• [Source document]:

We repeat the procedure in other notebook to import dataset: 

In [2]:
import itertools
import random
from pprint import pprint
from sentence_transformers import util
from transformers import BertTokenizer, BertModel
import torch

# Define the paths to the dataset files
english_dataset_path = r'./dataset/News-Commentary/News-Commentary.en-zh.en'
chinese_dataset_path = r'./dataset/News-Commentary/News-Commentary.en-zh.zh'

# Function to get random sentence pairs
def get_random_sentence_pairs(english_path, chinese_path, num_pairs=1):
    with open(english_path, 'r', encoding='utf-8') as eng_file, \
         open(chinese_path, 'r', encoding='utf-8') as zh_file:
        
        # Read all lines from both files
        english_lines = eng_file.readlines()
        chinese_lines = zh_file.readlines()
        
        # Ensure both files have the same number of lines
        if len(english_lines) != len(chinese_lines):
            print("Error: The files don't have the same number of lines.")
            return None

        # Generate random indices
        random_indices = random.sample(range(len(english_lines)), num_pairs)
        
        # Get the random sentence pairs
        sentence_pairs = [(english_lines[index].strip(), chinese_lines[index].strip()) for index in random_indices]
        
        return sentence_pairs

# Function to perform mean pooling on the model outputs
import torch
def mean_pooling(model_output, attention_mask):
    token_embeddings = model_output.last_hidden_state
    input_mask_expanded = attention_mask.unsqueeze(-1).expand(token_embeddings.size()).float()
    return torch.sum(token_embeddings * input_mask_expanded, 1) / torch.clamp(input_mask_expanded.sum(1), min=1e-9)

# Function to compute and print the cosine similarity scores
# Function to compute and print the cosine similarity scores using multilingual BERT
def print_similarity_scores(sentence_pairs):
    
    # Initialize the tokenizer and model for multilingual BERT
    tokenizer = BertTokenizer.from_pretrained('bert-base-multilingual-cased')
    model = BertModel.from_pretrained('bert-base-multilingual-cased')
    
    # Separate the sentence pairs
    sentences1, sentences2 = zip(*sentence_pairs)

• [Tasks and exercises]:
(a) Retype the stretch of the sentence-similarity notebook code from "# Function to get" through "english_lines = eng_file.readlines()" without changing anything.
(b) Write the lines that come next in the sentence-similarity notebook code, starting right after its last line.

(Coordinate labeling data)
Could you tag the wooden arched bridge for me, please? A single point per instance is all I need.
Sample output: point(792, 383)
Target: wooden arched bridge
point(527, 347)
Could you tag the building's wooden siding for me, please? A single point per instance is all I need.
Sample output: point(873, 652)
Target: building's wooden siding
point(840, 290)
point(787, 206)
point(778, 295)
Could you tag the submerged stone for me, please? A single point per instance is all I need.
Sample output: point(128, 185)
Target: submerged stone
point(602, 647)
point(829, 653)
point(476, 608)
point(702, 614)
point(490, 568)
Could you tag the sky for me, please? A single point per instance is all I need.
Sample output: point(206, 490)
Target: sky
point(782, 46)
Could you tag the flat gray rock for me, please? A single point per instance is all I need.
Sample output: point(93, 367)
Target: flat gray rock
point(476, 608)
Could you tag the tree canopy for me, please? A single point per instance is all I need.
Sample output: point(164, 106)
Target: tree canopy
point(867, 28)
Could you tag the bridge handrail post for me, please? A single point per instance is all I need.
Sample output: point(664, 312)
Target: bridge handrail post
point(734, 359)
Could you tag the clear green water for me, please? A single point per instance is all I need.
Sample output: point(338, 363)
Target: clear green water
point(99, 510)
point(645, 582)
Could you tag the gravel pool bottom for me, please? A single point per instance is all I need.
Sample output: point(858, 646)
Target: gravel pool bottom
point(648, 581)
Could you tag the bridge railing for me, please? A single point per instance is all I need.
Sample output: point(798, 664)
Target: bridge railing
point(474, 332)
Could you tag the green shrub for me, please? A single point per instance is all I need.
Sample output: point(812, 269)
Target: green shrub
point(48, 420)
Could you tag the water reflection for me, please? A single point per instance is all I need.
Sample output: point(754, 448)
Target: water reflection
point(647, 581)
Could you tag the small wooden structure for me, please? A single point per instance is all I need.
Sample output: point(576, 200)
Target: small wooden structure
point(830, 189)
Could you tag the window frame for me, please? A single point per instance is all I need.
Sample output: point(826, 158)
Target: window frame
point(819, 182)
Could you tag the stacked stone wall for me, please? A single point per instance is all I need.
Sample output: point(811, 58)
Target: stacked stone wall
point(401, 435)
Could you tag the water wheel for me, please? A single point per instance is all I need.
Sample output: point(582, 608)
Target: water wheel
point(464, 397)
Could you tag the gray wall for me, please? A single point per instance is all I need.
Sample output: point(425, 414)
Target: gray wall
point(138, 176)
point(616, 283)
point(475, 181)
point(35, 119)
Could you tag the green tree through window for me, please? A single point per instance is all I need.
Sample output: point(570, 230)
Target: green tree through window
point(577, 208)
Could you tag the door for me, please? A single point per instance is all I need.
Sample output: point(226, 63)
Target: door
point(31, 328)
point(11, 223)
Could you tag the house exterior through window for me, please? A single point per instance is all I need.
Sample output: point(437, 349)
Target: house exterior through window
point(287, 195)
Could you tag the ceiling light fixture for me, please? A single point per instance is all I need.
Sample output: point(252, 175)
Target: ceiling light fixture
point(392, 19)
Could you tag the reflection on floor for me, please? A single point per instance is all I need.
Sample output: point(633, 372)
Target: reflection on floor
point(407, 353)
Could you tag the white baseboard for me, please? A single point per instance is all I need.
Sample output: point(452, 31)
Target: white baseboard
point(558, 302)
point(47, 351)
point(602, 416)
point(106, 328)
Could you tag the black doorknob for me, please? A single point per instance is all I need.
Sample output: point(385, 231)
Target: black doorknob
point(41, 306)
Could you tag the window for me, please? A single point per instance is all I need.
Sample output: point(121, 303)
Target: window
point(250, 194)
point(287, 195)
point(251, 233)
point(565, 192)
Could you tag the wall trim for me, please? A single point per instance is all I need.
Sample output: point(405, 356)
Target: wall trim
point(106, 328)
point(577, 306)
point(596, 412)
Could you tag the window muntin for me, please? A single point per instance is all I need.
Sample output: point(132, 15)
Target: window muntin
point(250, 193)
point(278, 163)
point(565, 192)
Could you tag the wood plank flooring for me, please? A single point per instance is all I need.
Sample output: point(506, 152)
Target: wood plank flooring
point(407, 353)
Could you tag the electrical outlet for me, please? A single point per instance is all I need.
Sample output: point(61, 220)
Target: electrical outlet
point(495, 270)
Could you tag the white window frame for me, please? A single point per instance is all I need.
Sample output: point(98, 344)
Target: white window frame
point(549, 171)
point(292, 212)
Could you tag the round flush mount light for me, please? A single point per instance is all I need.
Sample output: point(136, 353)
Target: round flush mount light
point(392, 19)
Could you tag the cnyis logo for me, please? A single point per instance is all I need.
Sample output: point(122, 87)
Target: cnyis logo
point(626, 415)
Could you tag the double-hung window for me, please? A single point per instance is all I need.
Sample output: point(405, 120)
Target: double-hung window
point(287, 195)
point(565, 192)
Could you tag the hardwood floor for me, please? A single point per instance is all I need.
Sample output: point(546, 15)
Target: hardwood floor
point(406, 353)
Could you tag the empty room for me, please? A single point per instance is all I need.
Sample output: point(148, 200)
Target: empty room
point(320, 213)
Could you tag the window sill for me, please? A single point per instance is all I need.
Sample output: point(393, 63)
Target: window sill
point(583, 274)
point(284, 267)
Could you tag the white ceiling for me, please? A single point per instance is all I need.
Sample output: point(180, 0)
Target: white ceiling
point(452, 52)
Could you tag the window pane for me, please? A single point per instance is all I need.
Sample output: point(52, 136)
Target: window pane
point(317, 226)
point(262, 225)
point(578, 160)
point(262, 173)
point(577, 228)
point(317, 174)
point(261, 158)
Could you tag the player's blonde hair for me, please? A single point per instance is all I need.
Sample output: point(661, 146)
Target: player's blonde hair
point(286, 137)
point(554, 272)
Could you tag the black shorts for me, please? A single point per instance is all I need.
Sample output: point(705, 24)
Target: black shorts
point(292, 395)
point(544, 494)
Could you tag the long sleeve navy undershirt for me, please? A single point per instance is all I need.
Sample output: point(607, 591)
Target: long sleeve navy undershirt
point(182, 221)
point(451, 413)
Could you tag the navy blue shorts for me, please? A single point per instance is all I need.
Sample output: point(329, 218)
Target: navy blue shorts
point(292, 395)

• [Answers to the problems]:
(a)
# Function to get random sentence pairs
def get_random_sentence_pairs(english_path, chinese_path, num_pairs=1):
    with open(english_path, 'r', encoding='utf-8') as eng_file, \
         open(chinese_path, 'r', encoding='utf-8') as zh_file:
        
        # Read all lines from both files
        english_lines = eng_file.readlines()

(b)
    # Tokenize the sentences
    encoded_input1 = tokenizer(sentences1, padding=True, truncation=True, return_tensors='pt')
    encoded_input2 = tokenizer(sentences2, padding=True, truncation=True, return_tensors='pt')
    
    # Compute embeddings for both lists
    with torch.no_grad():
        model_output1 = model(**encoded_input1)
        model_output2 = model(**encoded_input2)
    
    # Mean pooling to get one vector per sentence
    embeddings1 = mean_pooling(model_output1, encoded_input1['attention_mask'])
    embeddings2 = mean_pooling(model_output2, encoded_input2['attention_mask'])

    # Compute cosine-similarities
    cosine_scores = util.cos_sim(embeddings1, embeddings2)

    # Output the pairs with their score
    for i in range(len(sentences1)):
        print(f"{sentences1[i]} \n {sentences2[i]} \n Score: {cosine_scores[i][i]:.4f}")


In [3]:
# Load the SentenceTransformer model

# Example usage:
# Generate 5 random sentence pairs
num_of_gen = 5
sentence_pair = get_random_sentence_pairs(english_dataset_path, chinese_dataset_path, num_of_gen)

# Compute and print the similarity scores for the sentence pairs
if sentence_pair:
    print_similarity_scores(sentence_pair)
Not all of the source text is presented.